┏━━
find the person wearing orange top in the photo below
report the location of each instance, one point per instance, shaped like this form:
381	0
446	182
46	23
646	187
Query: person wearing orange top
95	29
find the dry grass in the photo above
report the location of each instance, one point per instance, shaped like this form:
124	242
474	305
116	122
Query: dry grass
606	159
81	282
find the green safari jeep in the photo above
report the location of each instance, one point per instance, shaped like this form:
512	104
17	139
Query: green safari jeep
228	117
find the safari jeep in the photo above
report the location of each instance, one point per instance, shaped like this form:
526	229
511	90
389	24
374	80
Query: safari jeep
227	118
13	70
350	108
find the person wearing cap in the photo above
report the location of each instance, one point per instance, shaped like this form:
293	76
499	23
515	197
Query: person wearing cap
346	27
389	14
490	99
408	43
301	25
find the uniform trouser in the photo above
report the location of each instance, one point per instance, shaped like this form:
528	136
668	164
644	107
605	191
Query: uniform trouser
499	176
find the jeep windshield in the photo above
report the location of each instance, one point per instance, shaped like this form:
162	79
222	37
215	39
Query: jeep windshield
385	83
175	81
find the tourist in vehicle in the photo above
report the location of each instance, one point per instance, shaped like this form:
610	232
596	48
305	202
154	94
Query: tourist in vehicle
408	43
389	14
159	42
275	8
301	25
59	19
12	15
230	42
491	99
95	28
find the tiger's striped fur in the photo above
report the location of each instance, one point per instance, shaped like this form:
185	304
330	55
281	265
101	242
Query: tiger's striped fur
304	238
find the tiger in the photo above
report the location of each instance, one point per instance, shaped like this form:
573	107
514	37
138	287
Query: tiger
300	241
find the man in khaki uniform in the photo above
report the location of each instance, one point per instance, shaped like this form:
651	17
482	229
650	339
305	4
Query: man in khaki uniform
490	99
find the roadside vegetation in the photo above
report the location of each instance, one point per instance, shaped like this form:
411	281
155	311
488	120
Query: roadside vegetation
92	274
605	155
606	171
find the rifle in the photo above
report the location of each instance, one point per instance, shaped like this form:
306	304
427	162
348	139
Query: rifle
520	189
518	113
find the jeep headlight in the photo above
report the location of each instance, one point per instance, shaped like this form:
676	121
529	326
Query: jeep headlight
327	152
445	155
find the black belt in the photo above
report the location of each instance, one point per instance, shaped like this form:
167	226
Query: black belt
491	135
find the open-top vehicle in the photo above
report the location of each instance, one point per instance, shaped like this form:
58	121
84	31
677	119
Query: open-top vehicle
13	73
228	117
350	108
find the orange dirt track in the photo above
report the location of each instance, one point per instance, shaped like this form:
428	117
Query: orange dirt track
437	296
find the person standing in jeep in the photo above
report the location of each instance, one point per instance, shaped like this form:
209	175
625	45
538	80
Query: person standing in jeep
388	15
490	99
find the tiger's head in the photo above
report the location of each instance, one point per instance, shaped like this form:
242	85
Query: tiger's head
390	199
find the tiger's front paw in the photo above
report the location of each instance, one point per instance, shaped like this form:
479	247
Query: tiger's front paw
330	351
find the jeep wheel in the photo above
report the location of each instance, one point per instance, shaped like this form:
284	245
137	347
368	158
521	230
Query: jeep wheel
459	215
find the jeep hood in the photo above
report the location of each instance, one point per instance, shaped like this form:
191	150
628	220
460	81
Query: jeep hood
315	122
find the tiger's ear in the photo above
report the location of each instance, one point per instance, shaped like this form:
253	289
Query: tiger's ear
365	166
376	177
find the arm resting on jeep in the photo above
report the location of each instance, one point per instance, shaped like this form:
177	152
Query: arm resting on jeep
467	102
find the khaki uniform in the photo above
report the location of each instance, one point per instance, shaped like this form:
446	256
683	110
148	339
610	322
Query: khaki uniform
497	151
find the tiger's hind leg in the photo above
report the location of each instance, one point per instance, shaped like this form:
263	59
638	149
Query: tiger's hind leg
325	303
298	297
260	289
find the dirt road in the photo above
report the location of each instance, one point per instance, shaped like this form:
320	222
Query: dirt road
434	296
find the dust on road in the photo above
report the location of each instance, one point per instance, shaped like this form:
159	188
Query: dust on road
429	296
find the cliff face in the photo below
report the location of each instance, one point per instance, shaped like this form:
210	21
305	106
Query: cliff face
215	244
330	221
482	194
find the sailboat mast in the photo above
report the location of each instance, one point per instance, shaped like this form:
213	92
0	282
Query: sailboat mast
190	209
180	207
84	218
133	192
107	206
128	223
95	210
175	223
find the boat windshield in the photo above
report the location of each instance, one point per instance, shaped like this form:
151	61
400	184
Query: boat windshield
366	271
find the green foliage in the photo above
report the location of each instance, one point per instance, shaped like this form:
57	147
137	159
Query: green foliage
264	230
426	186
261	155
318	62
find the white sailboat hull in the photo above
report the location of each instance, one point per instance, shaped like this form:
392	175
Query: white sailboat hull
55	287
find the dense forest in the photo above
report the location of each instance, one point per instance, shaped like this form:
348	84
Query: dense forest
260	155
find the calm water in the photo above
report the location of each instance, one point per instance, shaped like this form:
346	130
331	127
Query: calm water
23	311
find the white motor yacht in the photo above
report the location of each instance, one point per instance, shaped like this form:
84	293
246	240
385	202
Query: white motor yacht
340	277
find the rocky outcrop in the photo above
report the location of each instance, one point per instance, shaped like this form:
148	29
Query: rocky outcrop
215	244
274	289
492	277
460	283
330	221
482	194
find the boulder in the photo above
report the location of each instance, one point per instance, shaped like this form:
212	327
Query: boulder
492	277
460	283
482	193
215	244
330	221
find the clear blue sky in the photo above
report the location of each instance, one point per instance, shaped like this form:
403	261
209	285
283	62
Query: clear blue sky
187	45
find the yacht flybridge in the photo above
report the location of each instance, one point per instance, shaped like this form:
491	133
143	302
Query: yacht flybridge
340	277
┗━━
What you have to do → For the string "below", search the preceding data and copy every line that includes it.

Written answer →
find the person wearing orange top in the photo below
find the cliff face in the photo below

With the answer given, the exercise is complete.